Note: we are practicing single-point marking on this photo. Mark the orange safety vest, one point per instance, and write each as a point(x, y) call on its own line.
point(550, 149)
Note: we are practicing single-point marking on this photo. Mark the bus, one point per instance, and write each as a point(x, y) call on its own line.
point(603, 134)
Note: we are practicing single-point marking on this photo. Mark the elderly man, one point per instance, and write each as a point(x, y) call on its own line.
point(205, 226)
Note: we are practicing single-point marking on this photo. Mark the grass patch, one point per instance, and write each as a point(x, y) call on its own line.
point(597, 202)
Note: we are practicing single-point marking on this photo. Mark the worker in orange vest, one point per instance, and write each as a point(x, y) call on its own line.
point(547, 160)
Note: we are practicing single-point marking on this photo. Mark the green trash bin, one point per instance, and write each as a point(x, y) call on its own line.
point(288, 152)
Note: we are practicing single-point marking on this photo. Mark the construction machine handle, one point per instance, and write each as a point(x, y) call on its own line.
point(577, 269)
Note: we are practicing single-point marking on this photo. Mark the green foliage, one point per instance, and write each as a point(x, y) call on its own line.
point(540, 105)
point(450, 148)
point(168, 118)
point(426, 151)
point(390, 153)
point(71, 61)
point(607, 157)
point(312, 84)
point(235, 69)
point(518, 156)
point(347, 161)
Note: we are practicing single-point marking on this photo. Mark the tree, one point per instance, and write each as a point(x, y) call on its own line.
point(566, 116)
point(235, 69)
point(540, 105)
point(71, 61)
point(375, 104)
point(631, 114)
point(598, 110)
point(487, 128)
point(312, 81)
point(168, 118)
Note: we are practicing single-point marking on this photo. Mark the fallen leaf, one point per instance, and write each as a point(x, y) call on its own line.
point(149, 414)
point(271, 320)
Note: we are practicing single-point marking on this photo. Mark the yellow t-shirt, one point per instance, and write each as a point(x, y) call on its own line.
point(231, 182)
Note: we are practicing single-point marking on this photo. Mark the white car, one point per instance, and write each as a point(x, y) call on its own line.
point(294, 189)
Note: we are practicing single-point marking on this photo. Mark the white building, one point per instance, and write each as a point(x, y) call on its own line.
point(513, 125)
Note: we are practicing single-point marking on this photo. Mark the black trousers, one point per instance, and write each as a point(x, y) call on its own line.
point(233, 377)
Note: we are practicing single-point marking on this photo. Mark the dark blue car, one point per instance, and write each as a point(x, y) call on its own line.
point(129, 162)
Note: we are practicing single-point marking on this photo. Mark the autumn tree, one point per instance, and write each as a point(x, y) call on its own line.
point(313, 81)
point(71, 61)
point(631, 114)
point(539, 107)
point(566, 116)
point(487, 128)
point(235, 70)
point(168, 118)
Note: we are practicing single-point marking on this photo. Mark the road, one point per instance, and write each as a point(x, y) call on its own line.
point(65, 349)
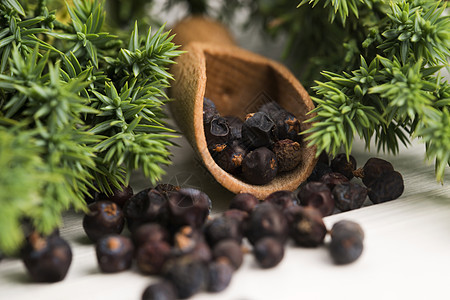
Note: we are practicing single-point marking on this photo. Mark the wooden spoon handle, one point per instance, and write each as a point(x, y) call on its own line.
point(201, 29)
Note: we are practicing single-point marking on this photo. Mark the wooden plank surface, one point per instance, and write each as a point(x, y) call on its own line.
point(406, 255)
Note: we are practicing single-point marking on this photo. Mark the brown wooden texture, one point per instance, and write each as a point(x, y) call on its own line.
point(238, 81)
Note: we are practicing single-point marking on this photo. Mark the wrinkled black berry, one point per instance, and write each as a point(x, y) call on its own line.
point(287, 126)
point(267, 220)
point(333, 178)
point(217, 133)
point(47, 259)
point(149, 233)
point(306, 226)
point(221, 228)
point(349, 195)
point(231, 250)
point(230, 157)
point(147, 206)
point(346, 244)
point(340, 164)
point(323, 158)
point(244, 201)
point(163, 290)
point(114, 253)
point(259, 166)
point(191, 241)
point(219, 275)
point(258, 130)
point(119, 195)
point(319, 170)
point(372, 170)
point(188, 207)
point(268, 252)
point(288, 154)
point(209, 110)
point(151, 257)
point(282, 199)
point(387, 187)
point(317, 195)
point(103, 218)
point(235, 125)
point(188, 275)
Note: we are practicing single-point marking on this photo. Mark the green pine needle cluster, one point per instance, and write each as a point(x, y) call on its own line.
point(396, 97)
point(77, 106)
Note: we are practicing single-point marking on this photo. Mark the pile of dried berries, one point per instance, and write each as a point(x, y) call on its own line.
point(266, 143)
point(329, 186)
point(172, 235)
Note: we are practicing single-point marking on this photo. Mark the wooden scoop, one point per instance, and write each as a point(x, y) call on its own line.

* **What you are asked to do**: Put the lines of the records above into a numbered list, starting with the line that contains "the wooden spoon" and ending with the line that contains "point(77, 106)", both included. Leave out blank lines.

* **Reply**:
1. Note: we are practicing single-point marking on this photo. Mark the wooden spoon handle, one point per instance, and write each as a point(x, y) call on its own line.
2. point(201, 29)
3. Note: we are practicing single-point marking on this photo. Mark the wooden plank surface, one point per instance, and write each as a point(x, y) call on its own line.
4. point(406, 255)
5. Note: we are practicing single-point marking on this photo. Mark the brown wooden texture, one point per instance, and write each as a point(x, y) call on its own line.
6. point(238, 81)
7. Note: we are practicing single-point marking on this photo. Mark the wrinkled black berry, one point per instance, and write each as a point(x, y) call on its own line.
8. point(287, 126)
9. point(267, 220)
10. point(333, 178)
11. point(217, 133)
12. point(47, 259)
13. point(149, 233)
14. point(306, 226)
15. point(221, 228)
16. point(349, 195)
17. point(231, 250)
18. point(230, 157)
19. point(147, 206)
20. point(346, 244)
21. point(340, 164)
22. point(323, 158)
23. point(244, 201)
24. point(163, 290)
25. point(114, 253)
26. point(259, 166)
27. point(191, 241)
28. point(219, 275)
29. point(258, 130)
30. point(119, 195)
31. point(319, 170)
32. point(372, 170)
33. point(188, 207)
34. point(268, 252)
35. point(288, 154)
36. point(209, 110)
37. point(151, 257)
38. point(282, 199)
39. point(387, 187)
40. point(317, 195)
41. point(103, 218)
42. point(235, 125)
43. point(188, 275)
44. Note: we are practicing single-point marking on this photo. Mark the green pine needle cluster, one point per instance, and write each as a point(x, y) call on its own line.
45. point(396, 97)
46. point(77, 106)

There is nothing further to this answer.